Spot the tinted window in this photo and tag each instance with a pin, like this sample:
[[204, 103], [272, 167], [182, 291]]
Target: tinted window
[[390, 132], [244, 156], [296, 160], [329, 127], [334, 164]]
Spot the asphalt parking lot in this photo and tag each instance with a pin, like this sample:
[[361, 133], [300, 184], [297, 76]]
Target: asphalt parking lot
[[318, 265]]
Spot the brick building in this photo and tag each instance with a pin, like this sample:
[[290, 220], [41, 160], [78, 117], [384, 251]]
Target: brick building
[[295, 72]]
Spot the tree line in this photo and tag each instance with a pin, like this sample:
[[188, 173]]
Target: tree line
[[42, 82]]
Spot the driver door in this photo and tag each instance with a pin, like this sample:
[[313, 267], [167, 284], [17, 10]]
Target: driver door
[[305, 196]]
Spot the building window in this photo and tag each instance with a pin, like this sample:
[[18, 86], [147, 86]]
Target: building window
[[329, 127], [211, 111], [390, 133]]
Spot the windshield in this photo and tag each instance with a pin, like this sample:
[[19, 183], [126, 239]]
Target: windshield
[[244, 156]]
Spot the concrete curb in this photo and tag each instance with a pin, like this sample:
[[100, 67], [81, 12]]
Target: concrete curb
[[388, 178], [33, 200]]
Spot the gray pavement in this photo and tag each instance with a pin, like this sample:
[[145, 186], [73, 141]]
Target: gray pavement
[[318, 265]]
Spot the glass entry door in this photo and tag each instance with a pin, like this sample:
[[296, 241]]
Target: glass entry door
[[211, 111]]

☆ ☆ ☆ ☆

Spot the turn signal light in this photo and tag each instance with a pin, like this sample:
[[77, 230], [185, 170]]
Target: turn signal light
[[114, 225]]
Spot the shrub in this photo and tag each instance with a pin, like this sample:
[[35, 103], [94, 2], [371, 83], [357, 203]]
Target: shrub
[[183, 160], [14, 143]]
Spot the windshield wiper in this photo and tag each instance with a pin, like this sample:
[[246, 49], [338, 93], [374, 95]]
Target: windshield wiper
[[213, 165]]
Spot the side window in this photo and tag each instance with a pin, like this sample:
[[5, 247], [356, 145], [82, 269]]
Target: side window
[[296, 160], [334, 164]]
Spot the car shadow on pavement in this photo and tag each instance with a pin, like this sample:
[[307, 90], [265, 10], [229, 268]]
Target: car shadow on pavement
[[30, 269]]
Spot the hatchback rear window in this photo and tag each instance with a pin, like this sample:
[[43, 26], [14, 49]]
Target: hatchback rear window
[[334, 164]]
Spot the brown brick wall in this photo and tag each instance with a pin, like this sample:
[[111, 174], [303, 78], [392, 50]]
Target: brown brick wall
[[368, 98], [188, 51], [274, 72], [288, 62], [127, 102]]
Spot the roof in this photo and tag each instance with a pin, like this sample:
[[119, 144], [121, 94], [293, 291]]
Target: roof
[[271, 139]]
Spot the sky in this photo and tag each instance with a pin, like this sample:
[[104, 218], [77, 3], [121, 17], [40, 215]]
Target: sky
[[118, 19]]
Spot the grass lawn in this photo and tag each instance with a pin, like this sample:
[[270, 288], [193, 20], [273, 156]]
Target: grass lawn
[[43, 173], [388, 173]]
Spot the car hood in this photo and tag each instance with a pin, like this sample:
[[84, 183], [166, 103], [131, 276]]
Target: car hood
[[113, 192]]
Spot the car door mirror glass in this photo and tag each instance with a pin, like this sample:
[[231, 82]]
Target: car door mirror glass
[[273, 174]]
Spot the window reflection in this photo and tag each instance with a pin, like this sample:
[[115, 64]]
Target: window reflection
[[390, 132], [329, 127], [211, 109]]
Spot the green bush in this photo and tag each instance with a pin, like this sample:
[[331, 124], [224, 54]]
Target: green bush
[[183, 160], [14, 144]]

☆ ☆ ☆ ☆

### What is expected
The lines above starting at the one that contains "Spot the tinted" and ending at the one that contains "[[18, 86], [147, 86]]" must be transcribed exactly, and no other lines may appear.

### Task output
Spot the tinted window in this photo and tag each instance with a pin, like this sample:
[[204, 103], [272, 167], [182, 291]]
Target: tinted window
[[390, 132], [244, 156], [296, 160], [329, 127], [334, 164]]
Spot the asphalt parking lot in this photo and tag each instance with a pin, like this sample:
[[361, 133], [300, 184], [297, 76]]
Target: asphalt parking lot
[[318, 265]]
Spot the brick building in this photo and tag each instance with a pin, like this sample:
[[290, 220], [41, 160], [78, 117], [384, 251]]
Target: brick building
[[295, 72]]
Spot the tree line in this photo and tag each instance with a pin, like this sample:
[[188, 173]]
Target: tree line
[[42, 82]]
Spot the driver door in this photo and tag each instance with a pin, like this sample:
[[313, 267], [167, 284], [17, 10]]
Target: driver door
[[305, 196]]
Spot the building window in this photo and tag each instance with a pin, like this sample:
[[18, 86], [147, 86]]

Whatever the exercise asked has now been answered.